America First
Trump gela l’Europa: “La civiltà rischia di sparire, prenda il controllo della Nato entro il 2027 o sarà irriconoscibile tra 20 anni”
Gli Stati Uniti cambiano traiettoria. Niente più multilateralismo, come voleva Bill Clinton. Niente più “nation-building” nel mondo, come suggerivano le guerre di George W. Bush. Niente più guerre “infinite” o il “pivot to Asia” di Barack Obama. Netto allontanamento dall’alleanza con l’Europa, come invece sperava Joe Biden. Gli Usa di Donald Trump saranno un’altra cosa. E il mondo, ora, deve capire quali saranno le conseguenze di queste scelte. L’ultima strategia di sicurezza nazionale pubblicata dalla Casa Bianca getta infatti una nuova luce sulle idee di Trump riguardo l’impegno di Washington quale superpotenza globale. Il presidente Usa ha voluto ribadire il concetto dell’“America First” che lo ha fatto tornare nello Studio Ovale. Ma questa volta, c’è qualcosa di diverso. Questa volta non c’è solo l’America intesa come Stati Uniti, ma America intesa come intero continente.
Uno dei capisaldi di questa nuova dottrina strategica è infatti un esplicito ritorno alla Dottrina Monroe, quella che implica l’idea di vedere nell’America Latina una sorta di “cortile di casa” di Washington. Trump vuole che i suoi Stati Uniti siano proiettati, infatti, sulla propria dimensione regionale, su cui deve esserci completo dominio. E in generale, quello che traspare anche dal modo di esprimersi di questo documento, è che The Donald vede nel Sud e nell’America centrale il primo pilastro della sicurezza nazionale americana. Sia sul piano economico che politico sia su quello che più interessa il tycoon, e cioè il fenomeno migratorio. Che questo ritorno alla Dottrina Monroe e al focus sul cosiddetto “Emisfero occidentale” arrivi in piena fase di tensioni con il Venezuela di Nicolás Maduro non è certo un caso. Ma in questa svolta rientra anche la volontà del presidente statunitense di ribadire la sua netta chiusura verso i flussi migratori provenienti dai Paesi latinoamericani. Un tema centrale per la sua prossima campagna di mid-term ma anche un elemento su cui si giocheranno le prossime elezioni presidenziali.

* _Dati forniti_:

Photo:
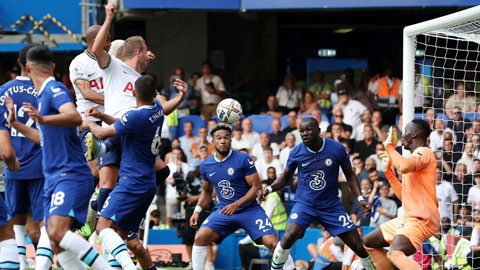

* _Consegna 1_: Elenca tutti i presidenti degli Stati Uniti nominati nell'estratto selezionato.
* _Consegna 2_: Sostituisci "multilateralismo" con "isolazionismo" nel passo dell'estratto selezionato che inizia con le parole contenenti "Gli Stati Uniti" e termina con "come intero continente.", poi riscrivi quel passo.
* _Consegna 3_: Secondo l'estratto selezionato, a quale dottrina torna esplicitamente la nuova strategia di sicurezza nazionale?

* _Risultato dell'esercizio 1_: Bill Clinton, George W. Bush, Barack Obama, Joe Biden, Donald Trump

* _Risultato dell'esercizio 2_:
Gli Stati Uniti cambiano traiettoria. Niente più isolazionismo, come voleva Bill Clinton. Niente più “nation-building” nel mondo, come suggerivano le guerre di George W. Bush. Niente più guerre “infinite” o il “pivot to Asia” di Barack Obama. Netto allontanamento dall’alleanza con l’Europa, come invece sperava Joe Biden. Gli Usa di Donald Trump saranno un’altra cosa. E il mondo, ora, deve capire quali saranno le conseguenze di queste scelte. L’ultima strategia di sicurezza nazionale pubblicata dalla Casa Bianca getta infatti una nuova luce sulle idee di Trump riguardo l’impegno di Washington quale superpotenza globale. Il presidente Usa ha voluto ribadire il concetto dell’“America First” che lo ha fatto tornare nello Studio Ovale. Ma questa volta, c’è qualcosa di diverso. Questa volta non c’è solo l’America intesa come Stati Uniti, ma America intesa come intero continente.

* _Risultato dell'esercizio 3_: Alla Dottrina Monroe.